22 Tahun LPS Kristal: Belajar, Berkreasi dan Bertumbuh
Pada tahun 2002/2003,
kami pengurus Organisasi Siswa Intra Sekolah (OSIS) MA Tajul Ulum, baik OSIS Putra
maupun OSIS Putri, melalui Bidang Jurnalistik mengelola majalah dinding
(mading). Mading ini tayang sepekan sekali, menampilkan karya siswa-siswi yang sudah
kami kurasi.
Waktu itu kami
kepikiran bahwa usia mading ini sangat terbatas, hanya sepekan. Setelah itu,
karya yang sudah terpajang kemudian dicopot dan wassalam, tidak bisa diakses
lagi. Oleh karena itu, kami berpikir bagaimana caranya agar karya terbaik ini
terdokumentasi dengan baik dan bisa dinikmati lebih lama.

———

-- SOAL TERTULIS 1 --
Laporkan jumlah baris dalam catatan yang memuat kata "dark", dengan membedakan huruf besar dan huruf kecil. Tuliskan angkanya saja.
Teks tentang mading OSIS dan catatan sesudahnya adalah dua bahan yang terpisah.

Butir data:
———

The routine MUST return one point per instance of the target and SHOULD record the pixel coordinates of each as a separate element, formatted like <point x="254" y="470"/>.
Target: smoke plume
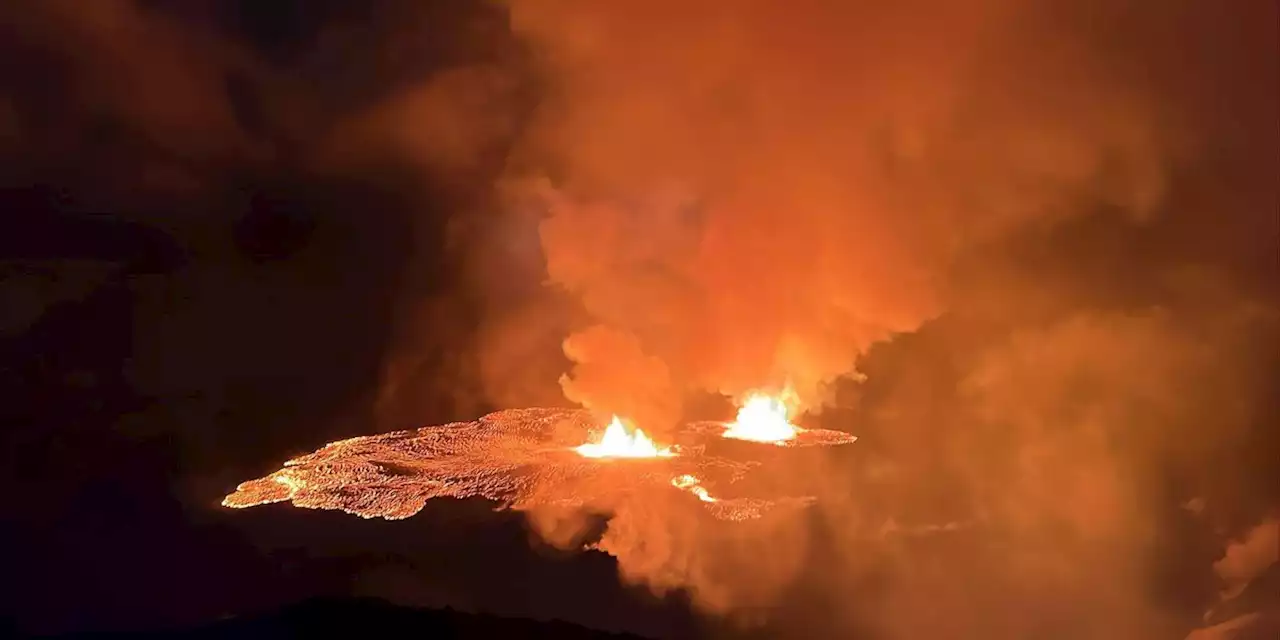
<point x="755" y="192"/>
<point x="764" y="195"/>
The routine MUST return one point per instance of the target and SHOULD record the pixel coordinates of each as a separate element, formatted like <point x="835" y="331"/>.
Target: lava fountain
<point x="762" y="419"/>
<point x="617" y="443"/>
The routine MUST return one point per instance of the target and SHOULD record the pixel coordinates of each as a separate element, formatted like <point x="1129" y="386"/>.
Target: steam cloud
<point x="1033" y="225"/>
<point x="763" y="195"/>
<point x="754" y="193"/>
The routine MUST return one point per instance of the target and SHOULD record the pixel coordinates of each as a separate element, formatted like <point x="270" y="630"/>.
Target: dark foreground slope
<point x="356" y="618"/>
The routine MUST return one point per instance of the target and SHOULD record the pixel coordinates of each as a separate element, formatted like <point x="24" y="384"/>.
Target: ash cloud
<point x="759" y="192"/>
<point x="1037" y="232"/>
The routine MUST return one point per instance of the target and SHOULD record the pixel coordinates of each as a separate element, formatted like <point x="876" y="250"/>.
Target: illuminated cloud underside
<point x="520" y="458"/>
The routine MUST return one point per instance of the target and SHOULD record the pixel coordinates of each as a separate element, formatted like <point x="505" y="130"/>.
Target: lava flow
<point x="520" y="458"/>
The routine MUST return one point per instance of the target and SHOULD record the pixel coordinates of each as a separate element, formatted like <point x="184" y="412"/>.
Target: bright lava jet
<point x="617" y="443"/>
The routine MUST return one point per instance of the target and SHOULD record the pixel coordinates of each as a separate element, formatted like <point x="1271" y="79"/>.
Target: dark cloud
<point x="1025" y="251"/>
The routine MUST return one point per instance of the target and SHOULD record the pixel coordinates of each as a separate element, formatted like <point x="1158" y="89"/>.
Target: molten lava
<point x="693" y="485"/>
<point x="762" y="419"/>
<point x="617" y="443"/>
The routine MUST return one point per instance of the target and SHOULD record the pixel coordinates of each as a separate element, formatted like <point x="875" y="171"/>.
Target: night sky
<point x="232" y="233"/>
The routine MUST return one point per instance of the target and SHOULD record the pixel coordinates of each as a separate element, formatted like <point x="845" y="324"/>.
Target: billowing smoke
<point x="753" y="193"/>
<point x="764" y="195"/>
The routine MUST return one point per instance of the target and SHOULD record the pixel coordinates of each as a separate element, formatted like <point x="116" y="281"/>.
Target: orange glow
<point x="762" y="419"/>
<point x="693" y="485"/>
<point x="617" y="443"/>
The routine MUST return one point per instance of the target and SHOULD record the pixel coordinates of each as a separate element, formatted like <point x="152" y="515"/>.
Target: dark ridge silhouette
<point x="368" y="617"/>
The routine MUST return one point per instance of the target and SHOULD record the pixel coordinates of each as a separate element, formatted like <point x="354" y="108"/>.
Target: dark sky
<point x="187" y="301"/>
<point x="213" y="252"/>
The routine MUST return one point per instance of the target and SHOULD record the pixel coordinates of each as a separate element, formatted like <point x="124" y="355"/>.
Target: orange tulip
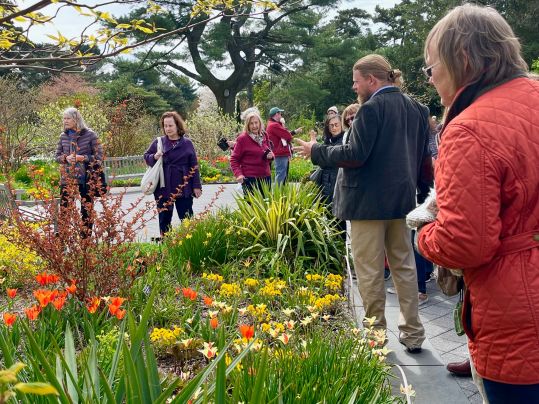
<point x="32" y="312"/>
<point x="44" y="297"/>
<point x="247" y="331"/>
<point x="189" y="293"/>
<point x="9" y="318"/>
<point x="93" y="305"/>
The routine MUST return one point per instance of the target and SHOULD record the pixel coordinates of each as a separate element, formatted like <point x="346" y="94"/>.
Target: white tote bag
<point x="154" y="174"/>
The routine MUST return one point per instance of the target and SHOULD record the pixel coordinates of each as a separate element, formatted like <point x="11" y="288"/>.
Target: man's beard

———

-- SOAL TERTULIS 2 --
Lanjutkan teks tentang mading OSIS mulai dari kalimat terakhir yang ditampilkan.

-- JAWABAN YANG DIHARAPKAN 1 --
4

-- JAWABAN YANG DIHARAPKAN 2 --
Kami berdiskusi
dengan guru dan pimpinan sekolah. Saat itu, Pak Labib (Bapak KH. Muhammad
Labib, S.Sy., sekarang sebagai Pembina Yayasan Tajul Ulum-red) membimbing kami
dan mengarahkan untuk menerbitkan buletin. Bersyukur, guru bahasa Indonesia, Bu
Yuni Widhi Astuti, berkenan membantu mengedit naskah yang hendak diterbitkan. Juga,
Pak Khoirul Huda (Sekarang Kepala Tata Usaha MA Tajul Ulum-red) yang membantu
kami dalam urusan cetak-mencetak. Ada juga Pak Munawir (sekarang sebagai Pengawas
Yayasan Tajul Ulum) yang turut support.
Rapat-rapat kami
adakan setelah jam sekolah. Setelah diskusi panjang lebar, akhirnya
disepakatilah nama KRISTAL, yang merupakan akronim dari Kreasi
Siswa-Siswi MA Tajul Ulum. Penyebutan ”siswa-siswi” ini dibubuhkan karena
memang Kristal ini dikelola secara gabungan antara OSIS Putra dan OSIS Putri.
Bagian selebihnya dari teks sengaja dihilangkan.